**YOUR GOAL**.
Reproduce the entries beneath exactly, without their images.

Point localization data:
_ _ _ _

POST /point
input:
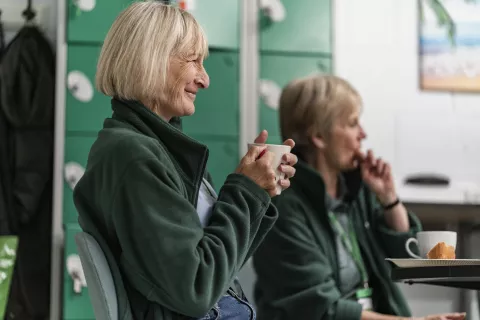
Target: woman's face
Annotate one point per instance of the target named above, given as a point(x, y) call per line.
point(343, 145)
point(186, 75)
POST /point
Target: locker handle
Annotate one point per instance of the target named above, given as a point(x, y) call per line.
point(270, 93)
point(274, 9)
point(80, 86)
point(73, 172)
point(84, 5)
point(75, 270)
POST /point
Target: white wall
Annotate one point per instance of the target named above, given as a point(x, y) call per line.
point(376, 49)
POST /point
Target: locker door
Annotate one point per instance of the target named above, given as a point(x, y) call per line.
point(89, 20)
point(296, 26)
point(216, 108)
point(86, 108)
point(275, 72)
point(219, 19)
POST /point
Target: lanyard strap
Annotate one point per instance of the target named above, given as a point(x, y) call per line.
point(351, 244)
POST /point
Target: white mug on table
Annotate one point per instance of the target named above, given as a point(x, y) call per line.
point(426, 240)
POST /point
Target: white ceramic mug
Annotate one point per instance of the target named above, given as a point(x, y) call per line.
point(426, 240)
point(278, 150)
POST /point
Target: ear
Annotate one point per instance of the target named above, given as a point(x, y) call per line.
point(318, 142)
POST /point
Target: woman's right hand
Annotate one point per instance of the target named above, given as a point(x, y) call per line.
point(258, 167)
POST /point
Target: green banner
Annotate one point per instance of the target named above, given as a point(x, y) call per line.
point(8, 253)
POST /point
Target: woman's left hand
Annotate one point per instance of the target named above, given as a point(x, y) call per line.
point(289, 160)
point(286, 166)
point(377, 174)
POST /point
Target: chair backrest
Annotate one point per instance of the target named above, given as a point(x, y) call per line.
point(101, 287)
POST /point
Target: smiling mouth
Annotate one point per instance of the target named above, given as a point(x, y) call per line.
point(191, 95)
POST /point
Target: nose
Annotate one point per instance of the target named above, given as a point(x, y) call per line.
point(203, 80)
point(362, 135)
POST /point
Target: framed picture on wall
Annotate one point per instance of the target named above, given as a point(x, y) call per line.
point(449, 45)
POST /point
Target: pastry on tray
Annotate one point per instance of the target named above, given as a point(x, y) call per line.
point(441, 251)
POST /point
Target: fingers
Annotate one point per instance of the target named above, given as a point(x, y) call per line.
point(290, 143)
point(288, 170)
point(289, 159)
point(284, 183)
point(262, 137)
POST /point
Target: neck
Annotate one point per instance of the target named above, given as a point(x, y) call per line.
point(157, 109)
point(329, 176)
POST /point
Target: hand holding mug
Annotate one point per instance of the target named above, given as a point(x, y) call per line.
point(275, 162)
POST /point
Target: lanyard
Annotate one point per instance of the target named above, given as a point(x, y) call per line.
point(351, 244)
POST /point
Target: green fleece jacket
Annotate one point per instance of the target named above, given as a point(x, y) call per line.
point(138, 197)
point(297, 265)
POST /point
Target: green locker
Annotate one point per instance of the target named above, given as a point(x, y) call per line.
point(86, 108)
point(223, 157)
point(89, 20)
point(220, 21)
point(76, 301)
point(217, 108)
point(294, 26)
point(76, 155)
point(275, 72)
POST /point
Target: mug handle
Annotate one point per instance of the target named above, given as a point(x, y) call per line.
point(407, 247)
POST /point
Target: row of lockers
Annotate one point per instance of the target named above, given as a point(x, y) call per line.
point(86, 108)
point(294, 46)
point(304, 27)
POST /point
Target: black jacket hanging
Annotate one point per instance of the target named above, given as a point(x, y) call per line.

_ _ _ _

**OUTPUT FOR THIS EXERCISE**.
POST /point
input:
Target: woman's face
Annotate one point per instance of the target named above, given as a point(x, y) call per line.
point(343, 145)
point(186, 75)
POST /point
Target: locker handle
Annotate one point per instance of the target named above, given as a point(x, y) call per line.
point(270, 93)
point(274, 9)
point(80, 86)
point(73, 172)
point(84, 5)
point(75, 270)
POST /point
Target: white wall
Annotate one point per instance of the target named above, given as a point(x, y) call per line.
point(376, 49)
POST /point
Target: locker door
Annotate one point per instance of the target named above, given as a point(x, y) call per line.
point(89, 20)
point(296, 26)
point(216, 108)
point(86, 108)
point(275, 72)
point(219, 19)
POST /point
Target: lanyard strap
Annotate one point per instance of the target named above, given as a point(x, y) call per line.
point(351, 244)
POST /point
Target: white mug on table
Annotate one point per instance of the target named above, given as a point(x, y) call per line.
point(426, 240)
POST /point
Target: white ceramic mug
Annotate one point per instance of the target named above, given as a point(x, y) call per line.
point(426, 240)
point(278, 150)
POST /point
Target: ear
Annotate one point per instance of the target named above, given as a point(x, y) call per line.
point(318, 142)
POST /point
Target: woman's right hand
Annotate one point per instance of the target named above, given as a point(x, y) call per line.
point(258, 167)
POST /point
Target: green banner
Annotate one point per instance of the target named above, given as a point(x, y) call per line.
point(8, 253)
POST /point
Target: woman's left hand
Annotate one point per instance of the target named above, given as a point(x, y) call per line.
point(289, 160)
point(286, 166)
point(377, 174)
POST /point
Target: chair backrest
Annotate one point per instance of the target named above, given as a point(x, y) call per line.
point(101, 287)
POST /point
Target: smiling mouth
Annotate one point per instance of the target named above, given as a point(x, y) call per line.
point(191, 95)
POST /point
Target: nose
Annotate one point per instance of the target named above, given as a point(x, y) call per line.
point(203, 80)
point(362, 135)
POST /point
Target: framed picture on wall
Annotate one point per instance of the target named above, given as a point(x, y) call per line.
point(449, 45)
POST /point
Target: pastry on tray
Annotate one point per instance of the target named above, given as a point(x, y) call per line.
point(441, 251)
POST /point
Target: fingers
Annotate one point per instance of the target named above, given as a point(x, y) call per line.
point(290, 143)
point(288, 170)
point(289, 159)
point(284, 183)
point(262, 137)
POST /point
Target: neck
Annotate one point per instance of the target named above, given as a point(x, y) call per line.
point(157, 109)
point(329, 176)
POST /point
Target: hand holding mug
Annotate one point per instance of the target named above, given as a point(x, y) call per line.
point(275, 162)
POST /point
Target: lanyard
Annotate one point per instance of the target named above, given as a point(x, y) call per line.
point(351, 244)
POST /point
Target: green fleece jacket
Annotate one point per instance of the target named above, given as a point(x, y) call per line.
point(138, 197)
point(297, 265)
POST /point
Target: green locker
Annotate one point per instance of the target named above, given as a point(x, y) call per line.
point(86, 108)
point(223, 157)
point(89, 20)
point(220, 21)
point(76, 301)
point(217, 108)
point(294, 26)
point(76, 155)
point(275, 72)
POST /point
Target: mug handle
Annotate one point per instance of the target named above, given as a point(x, y) call per line.
point(407, 247)
POST /point
Target: row of lockers
Annotate one point per instance of the target named above, given as a point(x, y) call per line.
point(86, 108)
point(294, 46)
point(304, 27)
POST /point
Target: black jacket hanging
Annotate one point per instance of the target named above, given as a point(x, y) call per line.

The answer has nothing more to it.